(Collection entries)
------------------------------
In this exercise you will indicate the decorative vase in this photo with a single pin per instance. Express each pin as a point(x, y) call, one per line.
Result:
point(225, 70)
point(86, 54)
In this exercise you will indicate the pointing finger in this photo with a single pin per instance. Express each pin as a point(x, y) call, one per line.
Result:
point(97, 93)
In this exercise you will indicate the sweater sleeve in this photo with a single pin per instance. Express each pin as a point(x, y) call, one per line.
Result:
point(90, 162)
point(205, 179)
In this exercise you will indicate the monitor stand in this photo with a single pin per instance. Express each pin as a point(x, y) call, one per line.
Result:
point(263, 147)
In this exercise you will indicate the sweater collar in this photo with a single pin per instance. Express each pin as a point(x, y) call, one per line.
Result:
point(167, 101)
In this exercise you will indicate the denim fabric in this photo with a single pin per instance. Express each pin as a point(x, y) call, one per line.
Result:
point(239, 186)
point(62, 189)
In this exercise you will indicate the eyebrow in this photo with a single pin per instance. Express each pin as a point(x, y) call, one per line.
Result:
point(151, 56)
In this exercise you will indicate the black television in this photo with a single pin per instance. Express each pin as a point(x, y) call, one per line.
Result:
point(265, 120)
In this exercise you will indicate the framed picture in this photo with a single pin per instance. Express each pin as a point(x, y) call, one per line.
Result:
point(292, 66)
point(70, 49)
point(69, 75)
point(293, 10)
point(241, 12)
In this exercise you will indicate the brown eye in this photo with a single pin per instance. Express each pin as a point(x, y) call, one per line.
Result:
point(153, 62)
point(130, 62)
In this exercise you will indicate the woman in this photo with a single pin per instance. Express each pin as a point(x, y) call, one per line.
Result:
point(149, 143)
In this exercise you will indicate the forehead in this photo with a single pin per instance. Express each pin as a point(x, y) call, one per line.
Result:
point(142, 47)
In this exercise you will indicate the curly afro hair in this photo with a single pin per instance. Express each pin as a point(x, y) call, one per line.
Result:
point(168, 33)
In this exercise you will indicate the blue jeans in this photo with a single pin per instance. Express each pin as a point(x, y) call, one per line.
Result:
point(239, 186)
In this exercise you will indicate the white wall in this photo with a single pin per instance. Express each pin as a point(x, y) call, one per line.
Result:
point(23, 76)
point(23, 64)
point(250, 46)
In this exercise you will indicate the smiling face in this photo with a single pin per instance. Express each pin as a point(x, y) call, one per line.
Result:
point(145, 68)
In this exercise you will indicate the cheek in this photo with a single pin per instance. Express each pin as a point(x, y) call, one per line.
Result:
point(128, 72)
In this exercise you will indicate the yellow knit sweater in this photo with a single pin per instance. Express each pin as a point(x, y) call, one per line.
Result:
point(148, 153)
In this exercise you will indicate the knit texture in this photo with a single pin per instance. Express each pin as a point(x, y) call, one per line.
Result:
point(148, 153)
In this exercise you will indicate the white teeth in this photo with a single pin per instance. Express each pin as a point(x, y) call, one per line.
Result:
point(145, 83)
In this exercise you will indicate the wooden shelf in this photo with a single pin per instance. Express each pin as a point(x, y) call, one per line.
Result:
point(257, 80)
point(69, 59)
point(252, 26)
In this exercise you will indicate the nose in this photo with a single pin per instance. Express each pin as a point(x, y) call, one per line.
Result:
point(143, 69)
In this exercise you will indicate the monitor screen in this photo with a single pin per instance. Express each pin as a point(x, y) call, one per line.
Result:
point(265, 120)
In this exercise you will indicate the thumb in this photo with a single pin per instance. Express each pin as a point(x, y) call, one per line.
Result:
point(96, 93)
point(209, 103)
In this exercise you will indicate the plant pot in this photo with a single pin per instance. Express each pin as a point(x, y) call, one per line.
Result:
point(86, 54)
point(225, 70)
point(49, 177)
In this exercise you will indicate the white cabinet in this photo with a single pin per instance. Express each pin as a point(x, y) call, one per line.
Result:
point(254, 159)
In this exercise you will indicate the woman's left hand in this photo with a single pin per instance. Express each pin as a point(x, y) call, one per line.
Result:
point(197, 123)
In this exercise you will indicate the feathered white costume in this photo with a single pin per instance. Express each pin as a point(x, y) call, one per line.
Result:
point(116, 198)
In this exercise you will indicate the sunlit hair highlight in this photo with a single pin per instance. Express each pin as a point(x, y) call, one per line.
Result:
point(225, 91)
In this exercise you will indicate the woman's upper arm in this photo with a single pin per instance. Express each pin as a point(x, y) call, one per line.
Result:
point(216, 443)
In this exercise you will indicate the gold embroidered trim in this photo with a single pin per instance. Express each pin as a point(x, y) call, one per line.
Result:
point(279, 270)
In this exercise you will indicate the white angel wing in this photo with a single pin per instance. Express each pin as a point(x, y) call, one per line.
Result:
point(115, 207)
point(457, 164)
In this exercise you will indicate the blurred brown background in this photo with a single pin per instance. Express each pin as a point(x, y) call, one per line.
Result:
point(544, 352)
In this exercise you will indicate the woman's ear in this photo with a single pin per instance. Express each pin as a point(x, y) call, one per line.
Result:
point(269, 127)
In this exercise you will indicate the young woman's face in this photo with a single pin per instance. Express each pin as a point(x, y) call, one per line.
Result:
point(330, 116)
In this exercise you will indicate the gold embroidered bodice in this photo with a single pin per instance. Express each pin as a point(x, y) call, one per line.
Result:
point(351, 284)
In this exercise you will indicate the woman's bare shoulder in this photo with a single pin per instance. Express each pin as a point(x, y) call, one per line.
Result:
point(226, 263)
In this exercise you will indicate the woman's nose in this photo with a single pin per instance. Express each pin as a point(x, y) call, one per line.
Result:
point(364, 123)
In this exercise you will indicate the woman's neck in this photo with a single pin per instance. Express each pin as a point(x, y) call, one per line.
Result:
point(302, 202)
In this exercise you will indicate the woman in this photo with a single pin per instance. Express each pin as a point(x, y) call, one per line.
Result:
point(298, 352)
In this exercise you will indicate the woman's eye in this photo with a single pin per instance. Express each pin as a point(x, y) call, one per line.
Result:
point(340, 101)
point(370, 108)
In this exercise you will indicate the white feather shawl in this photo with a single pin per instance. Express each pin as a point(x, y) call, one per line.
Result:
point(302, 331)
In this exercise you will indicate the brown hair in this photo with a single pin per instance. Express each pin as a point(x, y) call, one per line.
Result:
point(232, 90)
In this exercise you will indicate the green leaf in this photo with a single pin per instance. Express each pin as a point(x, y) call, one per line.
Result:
------------------------------
Where the word "gold" occurs in a line of the records, copy that line.

In this exercise you will indicate the gold embroidered trim in this photo with a single pin per instance. Express each pin as a point(x, y) call, one per line.
In this exercise you will indicate the gold embroidered bodice in this photo with a single pin per instance. Express each pin as a point(x, y) call, one per line.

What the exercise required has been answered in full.